STATED TASK A:
In the corn fritter comments, what did Victoria W.'s family use for dipping?

Reviews (54) Questions (0)

54 Comments

Beth A. July 16, 2018
caarin's comment made me think of this: using cotija cheese in the fritters instead of cheddar and adding some adobo spice to the mix. Then the squeeze of lime makes great sense.
 
caarin July 16, 2018
These were great. I found that once the pan and oil was truly hot, if I left the fritters alone for 2 minutes on lowish heat the bottom of the fritter caramelizes and it holds together. At that point there will not be any resistance when you lift it with the spatula - that's how you know they're ready to flip. Next time I'm thinking of adding a cup full of chopped raw shrimp to the mix. Maybe a squeeze of lime just before serving...
 
Victoria W. September 16, 2017
DELICIOUS! I followed the recipe but added carrot strings and seasoned ithe mixture with lemon pepper. We used apricot preserves for dipping. The family loved them.
 
msmely September 5, 2017
Half recipe came together easily with 2 ears of corn for 3 eggs and about 2/3 of a cup of flour. I found it was easy to scoop a golf ball sized amount onto a fork and drop it into the pan. The advice to do a test fritter and taste for salt and pepper is spot-on. I found letting the batter sit for a good 10-15 minutes ensured good hydration of the flour and ensured I didn't end up with a floury-doughy end product so I'd advise to let the batter sit before deciding whether or not to add more flour and eggs. I erred on the side of more binder. Husband is anti-cilantro so I used thyme and red chili pepper for a slightly different take.
 
Barbara C. August 27, 2017
I have a corn fritter recipe that is a little easier than the one here. For every three ears of corn add one lightly beaten egg, 2 tablespoons cream, 3 tablespoons each flour and cornmeal, and half teaspoon salt. Herbs may be added as well. Remove the kernels from two of the ears using a knife (I actually have a Oxo brand corn kernel remover), and use a box grater on the other. Using a butter knife "milk" the cobs to get as much liquid out of them as possible. Stir all the ingredients together and fry them in a hot frying pan with vegetable oil. So delicious!.

Mask labeling samples:
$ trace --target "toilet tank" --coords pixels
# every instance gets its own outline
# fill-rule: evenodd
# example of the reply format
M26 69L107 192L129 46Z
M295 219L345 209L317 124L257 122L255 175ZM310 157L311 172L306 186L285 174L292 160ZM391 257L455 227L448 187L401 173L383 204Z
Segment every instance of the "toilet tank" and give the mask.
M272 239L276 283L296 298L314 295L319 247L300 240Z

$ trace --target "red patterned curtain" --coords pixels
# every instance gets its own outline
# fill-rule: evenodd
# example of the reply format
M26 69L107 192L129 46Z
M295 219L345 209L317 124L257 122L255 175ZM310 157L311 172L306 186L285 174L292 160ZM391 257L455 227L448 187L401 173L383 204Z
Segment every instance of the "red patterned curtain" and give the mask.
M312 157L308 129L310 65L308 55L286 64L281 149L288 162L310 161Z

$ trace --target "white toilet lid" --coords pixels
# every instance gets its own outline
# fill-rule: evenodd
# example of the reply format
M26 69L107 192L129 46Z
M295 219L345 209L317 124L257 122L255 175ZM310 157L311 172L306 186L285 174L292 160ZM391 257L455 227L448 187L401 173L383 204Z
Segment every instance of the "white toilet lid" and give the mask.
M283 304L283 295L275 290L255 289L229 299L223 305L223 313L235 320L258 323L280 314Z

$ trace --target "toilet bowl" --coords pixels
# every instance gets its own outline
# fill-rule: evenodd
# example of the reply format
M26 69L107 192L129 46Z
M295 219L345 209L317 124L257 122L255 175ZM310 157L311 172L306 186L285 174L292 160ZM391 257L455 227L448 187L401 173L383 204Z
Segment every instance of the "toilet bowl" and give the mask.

STATED TASK B:
Please rewrite the mask labeling rows above, substituting "return the mask" for "give the mask" wherever it occurs and leaving everything else unchanged.

COMPLETE OUTPUT A:
Apricot preserves.

COMPLETE OUTPUT B:
$ trace --target "toilet tank" --coords pixels
# every instance gets its own outline
# fill-rule: evenodd
# example of the reply format
M26 69L107 192L129 46Z
M295 219L345 209L317 124L257 122L255 175ZM310 157L311 172L306 186L285 174L292 160ZM391 257L455 227L448 187L401 173L383 204Z
Segment every instance of the "toilet tank" and return the mask.
M272 239L276 283L296 298L314 295L319 247L300 240Z

$ trace --target "red patterned curtain" --coords pixels
# every instance gets its own outline
# fill-rule: evenodd
# example of the reply format
M26 69L107 192L129 46Z
M295 219L345 209L317 124L257 122L255 175ZM310 157L311 172L306 186L285 174L292 160ZM391 257L455 227L448 187L401 173L383 204Z
Segment every instance of the "red patterned curtain" and return the mask.
M312 157L308 129L310 65L308 55L286 64L281 149L288 162L310 161Z

$ trace --target "white toilet lid" --coords pixels
# every instance gets its own outline
# fill-rule: evenodd
# example of the reply format
M26 69L107 192L129 46Z
M295 219L345 209L317 124L257 122L255 175ZM310 157L311 172L306 186L285 174L292 160ZM391 257L455 227L448 187L401 173L383 204Z
Segment every instance of the "white toilet lid" and return the mask.
M283 304L283 295L275 290L255 289L229 299L223 305L223 313L235 320L258 323L280 314Z

$ trace --target "toilet bowl" --coords pixels
# every instance gets its own outline
# fill-rule: evenodd
# example of the reply format
M26 69L107 192L129 46Z
M295 219L345 209L317 124L257 122L255 175ZM310 157L311 172L306 186L285 174L292 160ZM391 257L455 227L448 187L401 173L383 204Z
Segment every instance of the "toilet bowl" and return the mask.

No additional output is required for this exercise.